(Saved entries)
***

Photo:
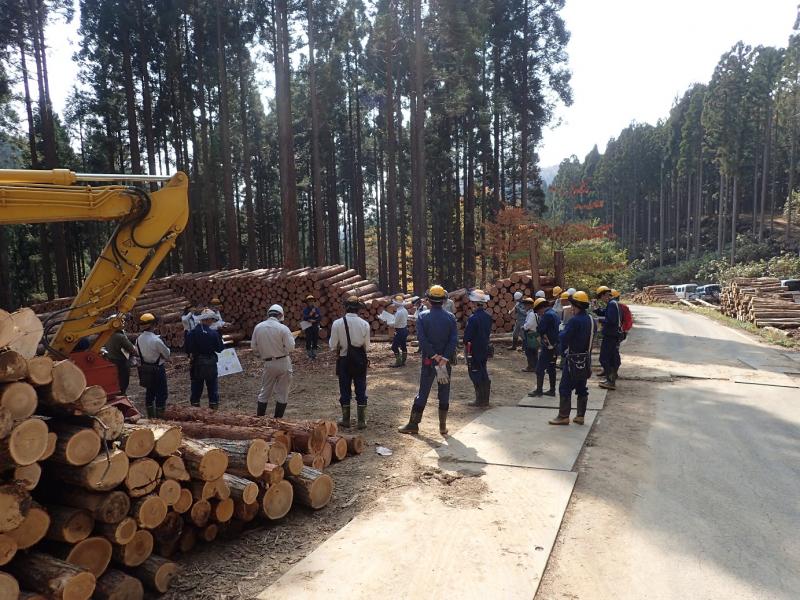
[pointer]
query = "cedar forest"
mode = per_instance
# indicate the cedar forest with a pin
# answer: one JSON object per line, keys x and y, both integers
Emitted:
{"x": 383, "y": 113}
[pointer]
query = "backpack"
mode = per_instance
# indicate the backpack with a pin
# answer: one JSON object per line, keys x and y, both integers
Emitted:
{"x": 627, "y": 317}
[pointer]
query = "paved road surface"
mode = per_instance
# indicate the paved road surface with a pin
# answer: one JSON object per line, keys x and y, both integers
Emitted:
{"x": 688, "y": 488}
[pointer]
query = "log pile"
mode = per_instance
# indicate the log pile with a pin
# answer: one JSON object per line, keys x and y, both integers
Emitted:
{"x": 762, "y": 301}
{"x": 91, "y": 506}
{"x": 651, "y": 294}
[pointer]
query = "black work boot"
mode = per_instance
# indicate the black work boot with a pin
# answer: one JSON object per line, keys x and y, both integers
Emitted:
{"x": 539, "y": 385}
{"x": 442, "y": 421}
{"x": 413, "y": 422}
{"x": 552, "y": 390}
{"x": 345, "y": 420}
{"x": 582, "y": 402}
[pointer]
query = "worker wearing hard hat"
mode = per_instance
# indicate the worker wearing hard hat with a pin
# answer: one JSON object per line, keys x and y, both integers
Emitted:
{"x": 202, "y": 344}
{"x": 611, "y": 321}
{"x": 311, "y": 317}
{"x": 520, "y": 312}
{"x": 575, "y": 342}
{"x": 530, "y": 337}
{"x": 400, "y": 325}
{"x": 478, "y": 349}
{"x": 272, "y": 342}
{"x": 438, "y": 335}
{"x": 351, "y": 334}
{"x": 153, "y": 353}
{"x": 548, "y": 335}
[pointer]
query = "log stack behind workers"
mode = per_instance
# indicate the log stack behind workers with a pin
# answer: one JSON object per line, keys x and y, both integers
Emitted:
{"x": 351, "y": 334}
{"x": 202, "y": 344}
{"x": 548, "y": 337}
{"x": 438, "y": 335}
{"x": 476, "y": 342}
{"x": 272, "y": 342}
{"x": 611, "y": 321}
{"x": 400, "y": 339}
{"x": 575, "y": 342}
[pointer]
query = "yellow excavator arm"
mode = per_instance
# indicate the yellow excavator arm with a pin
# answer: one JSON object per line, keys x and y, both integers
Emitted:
{"x": 149, "y": 224}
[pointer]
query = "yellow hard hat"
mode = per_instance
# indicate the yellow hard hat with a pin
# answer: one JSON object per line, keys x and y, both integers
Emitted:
{"x": 581, "y": 298}
{"x": 437, "y": 293}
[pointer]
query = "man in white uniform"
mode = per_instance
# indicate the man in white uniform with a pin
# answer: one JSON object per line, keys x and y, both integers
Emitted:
{"x": 272, "y": 342}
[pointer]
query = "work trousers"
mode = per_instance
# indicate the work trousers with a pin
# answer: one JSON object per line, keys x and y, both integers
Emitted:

***

**WHAT IS BEING ASKED:** The records above are to be reproduced exactly; the pictures are to be left out.

**SOLUTION TO THIS TASK:**
Photo:
[pointer]
query = "cedar forest"
mode = per_instance
# indicate the cedar forest with a pin
# answer: one JSON object per line, keys x and y, both integers
Emitted:
{"x": 383, "y": 113}
[pointer]
query = "backpack"
mode = per_instance
# indicate the backpack with a pin
# answer: one JSON object per line, keys x and y, both integers
Emitted:
{"x": 627, "y": 317}
[pointer]
query = "paved road surface"
mode = per_instance
# indicate the paved road surface with a pin
# answer: one JSON object per line, keys x and y, both integers
Emitted:
{"x": 688, "y": 488}
[pointer]
query = "log pile"
mode = per_instance
# indicate the log pile with a pin
# answer: one JSON object per line, keys x and y, both integers
Emitted:
{"x": 762, "y": 301}
{"x": 91, "y": 506}
{"x": 651, "y": 294}
[pointer]
query = "black work boot"
mode = per_instance
# indicate the black work boot with a pin
# answer: one JSON object per line, keys x and y, both integers
Emitted:
{"x": 539, "y": 385}
{"x": 442, "y": 421}
{"x": 413, "y": 422}
{"x": 552, "y": 390}
{"x": 345, "y": 420}
{"x": 582, "y": 402}
[pointer]
query = "worker wearing hard hat"
mode = per_instance
# indicate the worker wearing hard hat with a pin
# answer: one JSON object per line, keys x and y, both integers
Emitted:
{"x": 202, "y": 344}
{"x": 611, "y": 321}
{"x": 311, "y": 317}
{"x": 520, "y": 312}
{"x": 575, "y": 342}
{"x": 530, "y": 337}
{"x": 400, "y": 325}
{"x": 478, "y": 349}
{"x": 272, "y": 342}
{"x": 438, "y": 335}
{"x": 351, "y": 334}
{"x": 153, "y": 353}
{"x": 548, "y": 335}
[pointer]
query = "log stack behind workers"
mode = per_instance
# indicate the log stack behind workers with a pin
# answer: one JSON object per line, keys x and y, both integers
Emitted:
{"x": 351, "y": 334}
{"x": 202, "y": 344}
{"x": 548, "y": 337}
{"x": 438, "y": 335}
{"x": 476, "y": 342}
{"x": 272, "y": 342}
{"x": 611, "y": 321}
{"x": 400, "y": 339}
{"x": 575, "y": 342}
[pointer]
query = "yellow excavator arm"
mode = per_instance
# indicate the yellow excavator arm with a pin
# answer: one JSON object per line, keys x and y, both integers
Emitted:
{"x": 149, "y": 224}
[pointer]
query = "yellow hard hat"
mode = per_instance
# indicate the yellow hard hat with a pin
# answer: one JSON object per line, keys x and y, both integers
Emitted:
{"x": 581, "y": 298}
{"x": 437, "y": 293}
[pointer]
query = "man in white uniform"
mode = per_instance
# indicate the man in white uniform with a pin
# answer: one JSON object per line, keys x and y, both integers
Emitted:
{"x": 272, "y": 342}
[pointer]
query = "work trousers"
mode = per_instance
# indicate the work trousers with a pin
# answer: one JSON object per line, keys x and y, both integers
Emitted:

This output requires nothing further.